Source document:
▼
Why flooring reviews carry more weight than reviews in most trades
A flooring job isn't a same-day fix. A homeowner comparing LVP installers or hardwood refinishers is picturing a crew in their home for two to five days, moving furniture, running saws, and leaving dust. That's a bigger leap of trust than calling someone to snake a drain. Reviews are how they close that gap before they ever pick up the phone.
It shows up in the buyer's path. Someone searches "hardwood refinishing cost" or "LVP installation near me," opens three tabs, and starts comparing star counts and review volume before they compare a single price. A company sitting at 4.9 stars with 80 reviews reads as safe. A company at 4.2 with 11 reviews reads as a coin flip, even if the work is identical.
Flooring also has a repeat-decision problem other trades don't. Most homeowners buy flooring once every 10 to 20 years. They have no personal track record to lean on, so they lean entirely on other people's. And because a whole-house hardwood job can run $30,000 against a $2,000 bathroom tile job, the homeowner making the bigger bet does more due diligence, not less. That means your reviews get read more carefully on the jobs where the stakes, and your margin, are highest.
There's a trust gap unique to this trade too: big-box stores and national installers show up in the same searches with review counts in the thousands, built on volume across dozens of locations. A local flooring company can't out-volume that, but it can out-specific it. A review that mentions "refinished our red oak floors and matched the stain from the original 1960s hardwood" beats a generic five-star rating from a company that installs carpet in call centers. Specificity is the local flooring company's actual advantage. The strategy below is built to capture it.
▲
[Data records]
▼
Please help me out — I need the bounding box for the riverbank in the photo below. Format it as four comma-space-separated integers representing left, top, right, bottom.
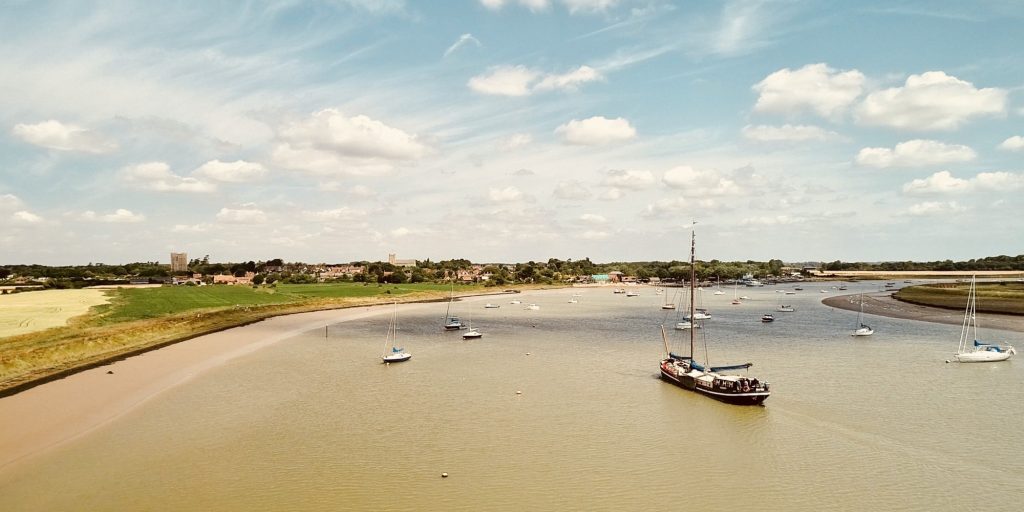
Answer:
821, 292, 1024, 333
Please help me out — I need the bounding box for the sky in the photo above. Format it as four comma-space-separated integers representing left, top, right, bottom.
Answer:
0, 0, 1024, 265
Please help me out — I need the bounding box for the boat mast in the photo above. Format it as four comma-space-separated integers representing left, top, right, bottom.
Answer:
690, 221, 697, 360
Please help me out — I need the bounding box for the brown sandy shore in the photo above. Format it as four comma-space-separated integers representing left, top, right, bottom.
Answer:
0, 297, 460, 473
821, 292, 1024, 333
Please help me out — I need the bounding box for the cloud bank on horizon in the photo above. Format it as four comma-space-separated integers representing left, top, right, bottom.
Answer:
0, 0, 1024, 264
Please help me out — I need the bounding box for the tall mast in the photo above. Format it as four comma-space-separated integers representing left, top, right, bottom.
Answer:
690, 222, 697, 360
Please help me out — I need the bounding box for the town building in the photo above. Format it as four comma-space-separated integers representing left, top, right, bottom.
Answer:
171, 253, 188, 272
387, 253, 416, 266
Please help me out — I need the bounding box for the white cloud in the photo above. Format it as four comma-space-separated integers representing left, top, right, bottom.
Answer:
640, 198, 690, 218
171, 223, 214, 232
80, 208, 145, 223
487, 186, 522, 203
580, 213, 608, 224
577, 229, 611, 240
906, 201, 967, 216
442, 34, 481, 57
11, 120, 118, 154
739, 215, 800, 226
479, 0, 620, 14
999, 135, 1024, 152
10, 210, 43, 224
270, 109, 430, 176
348, 185, 377, 198
468, 66, 540, 96
753, 63, 864, 119
601, 169, 654, 190
480, 0, 551, 12
971, 171, 1024, 191
499, 133, 534, 151
561, 0, 620, 14
0, 194, 22, 210
302, 206, 367, 222
552, 180, 591, 200
743, 124, 839, 142
857, 139, 978, 168
217, 207, 266, 224
467, 66, 603, 96
537, 66, 603, 90
903, 171, 971, 194
193, 160, 266, 183
555, 116, 637, 145
903, 171, 1024, 195
662, 166, 742, 197
279, 109, 429, 160
857, 71, 1007, 130
121, 162, 217, 194
597, 187, 626, 201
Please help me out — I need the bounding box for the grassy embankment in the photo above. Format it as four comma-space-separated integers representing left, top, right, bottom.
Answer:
0, 283, 500, 396
893, 282, 1024, 314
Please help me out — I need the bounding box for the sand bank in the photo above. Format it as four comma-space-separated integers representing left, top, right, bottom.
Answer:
821, 292, 1024, 333
0, 304, 405, 471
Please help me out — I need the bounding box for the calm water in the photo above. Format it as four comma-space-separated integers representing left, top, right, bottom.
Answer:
0, 284, 1024, 511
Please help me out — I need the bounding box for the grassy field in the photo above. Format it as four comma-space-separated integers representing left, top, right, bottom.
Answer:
0, 283, 500, 395
0, 290, 109, 338
92, 283, 460, 325
893, 282, 1024, 314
▲
Aim of the exercise: Output the passage of the text on flooring reviews starting with "There's a trust" and going on through "to capture it.", reproduced word for word. The listing has no connection to the text on flooring reviews.

Task solution:
There's a trust gap unique to this trade too: big-box stores and national installers show up in the same searches with review counts in the thousands, built on volume across dozens of locations. A local flooring company can't out-volume that, but it can out-specific it. A review that mentions "refinished our red oak floors and matched the stain from the original 1960s hardwood" beats a generic five-star rating from a company that installs carpet in call centers. Specificity is the local flooring company's actual advantage. The strategy below is built to capture it.